TASK DIRECTIONS: Transcribe the lines below without alteration, from the first line of the records through the line containing "column 88, row 93", both included.

MATERIALS PROVIDED:
────────────────────

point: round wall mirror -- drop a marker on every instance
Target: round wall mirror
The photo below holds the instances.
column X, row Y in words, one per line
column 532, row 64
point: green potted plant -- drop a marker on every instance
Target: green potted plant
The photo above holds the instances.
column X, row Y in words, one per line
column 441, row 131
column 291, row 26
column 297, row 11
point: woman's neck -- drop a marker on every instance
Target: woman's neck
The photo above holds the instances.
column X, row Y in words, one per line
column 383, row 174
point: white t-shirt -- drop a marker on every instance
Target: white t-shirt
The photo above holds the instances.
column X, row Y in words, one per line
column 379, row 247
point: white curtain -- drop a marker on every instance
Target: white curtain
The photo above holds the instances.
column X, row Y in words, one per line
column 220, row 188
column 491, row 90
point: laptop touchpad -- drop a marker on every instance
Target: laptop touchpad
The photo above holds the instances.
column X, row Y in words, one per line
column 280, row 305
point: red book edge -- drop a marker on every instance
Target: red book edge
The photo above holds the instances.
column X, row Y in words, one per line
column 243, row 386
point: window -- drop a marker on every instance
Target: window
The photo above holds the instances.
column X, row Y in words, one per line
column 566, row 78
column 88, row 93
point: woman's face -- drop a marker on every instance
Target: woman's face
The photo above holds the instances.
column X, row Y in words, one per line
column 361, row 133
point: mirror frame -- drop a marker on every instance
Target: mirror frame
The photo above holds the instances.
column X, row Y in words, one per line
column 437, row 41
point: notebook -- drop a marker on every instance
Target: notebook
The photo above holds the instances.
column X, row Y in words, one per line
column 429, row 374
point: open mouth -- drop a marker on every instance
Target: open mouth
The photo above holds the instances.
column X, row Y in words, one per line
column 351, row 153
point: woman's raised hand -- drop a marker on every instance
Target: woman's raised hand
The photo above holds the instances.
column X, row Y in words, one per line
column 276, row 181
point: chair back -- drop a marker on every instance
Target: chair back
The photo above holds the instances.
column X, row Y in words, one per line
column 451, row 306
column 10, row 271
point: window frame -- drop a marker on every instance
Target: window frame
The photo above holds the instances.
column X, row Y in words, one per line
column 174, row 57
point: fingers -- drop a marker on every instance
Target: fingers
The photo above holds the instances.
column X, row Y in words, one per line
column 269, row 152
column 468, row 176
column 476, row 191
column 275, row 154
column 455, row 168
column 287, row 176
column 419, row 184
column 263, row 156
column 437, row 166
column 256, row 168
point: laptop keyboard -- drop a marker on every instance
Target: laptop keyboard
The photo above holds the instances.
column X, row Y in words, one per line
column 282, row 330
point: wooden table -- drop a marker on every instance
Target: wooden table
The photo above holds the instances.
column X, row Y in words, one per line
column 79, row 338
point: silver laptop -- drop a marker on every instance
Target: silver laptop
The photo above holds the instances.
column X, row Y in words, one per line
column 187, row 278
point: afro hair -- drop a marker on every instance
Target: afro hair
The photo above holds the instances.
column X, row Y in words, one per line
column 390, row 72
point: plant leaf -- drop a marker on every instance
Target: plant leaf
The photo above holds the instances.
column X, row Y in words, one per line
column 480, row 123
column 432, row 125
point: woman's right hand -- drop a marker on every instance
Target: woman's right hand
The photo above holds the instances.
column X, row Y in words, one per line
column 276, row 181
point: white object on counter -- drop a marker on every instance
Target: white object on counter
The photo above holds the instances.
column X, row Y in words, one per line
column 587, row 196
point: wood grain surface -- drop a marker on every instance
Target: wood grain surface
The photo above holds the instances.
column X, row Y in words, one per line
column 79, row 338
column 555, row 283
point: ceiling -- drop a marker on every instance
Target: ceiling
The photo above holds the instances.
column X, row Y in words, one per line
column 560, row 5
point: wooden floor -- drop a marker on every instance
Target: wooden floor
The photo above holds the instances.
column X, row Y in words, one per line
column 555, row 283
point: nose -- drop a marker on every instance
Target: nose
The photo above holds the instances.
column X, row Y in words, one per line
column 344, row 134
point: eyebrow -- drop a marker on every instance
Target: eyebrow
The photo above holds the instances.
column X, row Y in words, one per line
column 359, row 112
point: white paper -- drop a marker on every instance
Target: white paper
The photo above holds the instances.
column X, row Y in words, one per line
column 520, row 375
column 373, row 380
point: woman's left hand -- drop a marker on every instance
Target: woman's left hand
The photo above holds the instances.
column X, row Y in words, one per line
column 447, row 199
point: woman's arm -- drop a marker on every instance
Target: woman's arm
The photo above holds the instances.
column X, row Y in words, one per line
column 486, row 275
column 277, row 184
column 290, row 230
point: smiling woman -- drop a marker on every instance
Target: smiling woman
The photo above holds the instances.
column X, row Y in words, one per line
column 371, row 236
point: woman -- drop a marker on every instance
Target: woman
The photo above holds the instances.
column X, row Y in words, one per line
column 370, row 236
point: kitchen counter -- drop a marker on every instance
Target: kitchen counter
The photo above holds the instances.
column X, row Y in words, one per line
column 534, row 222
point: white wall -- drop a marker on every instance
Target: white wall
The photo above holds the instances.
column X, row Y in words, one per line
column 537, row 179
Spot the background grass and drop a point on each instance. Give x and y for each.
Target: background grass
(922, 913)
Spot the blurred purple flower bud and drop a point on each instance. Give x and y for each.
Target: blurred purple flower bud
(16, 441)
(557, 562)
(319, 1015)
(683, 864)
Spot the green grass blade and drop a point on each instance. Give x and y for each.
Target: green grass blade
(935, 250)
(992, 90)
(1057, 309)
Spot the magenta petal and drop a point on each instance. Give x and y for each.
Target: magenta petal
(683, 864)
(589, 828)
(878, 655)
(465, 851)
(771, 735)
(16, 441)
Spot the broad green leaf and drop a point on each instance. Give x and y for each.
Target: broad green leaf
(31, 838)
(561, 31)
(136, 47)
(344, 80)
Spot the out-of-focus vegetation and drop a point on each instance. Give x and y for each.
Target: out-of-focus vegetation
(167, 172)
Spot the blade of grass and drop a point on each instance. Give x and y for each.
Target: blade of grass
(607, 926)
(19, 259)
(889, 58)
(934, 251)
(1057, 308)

────────────────────

EXERCISE ANSWER:
point: round wall mirror -- drop a marker on every instance
Target: round wall mirror
The photo below holds the instances.
column X, row Y in words, one per line
column 532, row 64
point: green potted plant -- drop a marker on every instance
Target: green potted plant
The photo above holds the instances.
column X, row Y in words, one per line
column 441, row 131
column 291, row 26
column 297, row 11
point: woman's neck -- drop a marker on every instance
Target: woman's neck
The photo above holds the instances.
column X, row Y in words, one per line
column 383, row 174
point: white t-shirt -- drop a marker on every instance
Target: white t-shirt
The photo above holds the instances.
column X, row Y in words, one per line
column 379, row 247
point: white curtain -- drop a marker on every instance
Target: white curtain
The photo above holds the instances.
column X, row Y in words, one per line
column 220, row 188
column 491, row 90
point: laptop touchpad -- drop a marker on every instance
Target: laptop touchpad
The photo above holds the instances.
column X, row Y in words, one per line
column 280, row 305
point: red book edge -- drop a marker on every instance
Target: red book edge
The photo above holds the instances.
column X, row Y in words, one per line
column 243, row 386
point: window -- drop a marker on every instance
Target: window
The photo above holds the instances.
column X, row Y in words, one per line
column 566, row 78
column 88, row 93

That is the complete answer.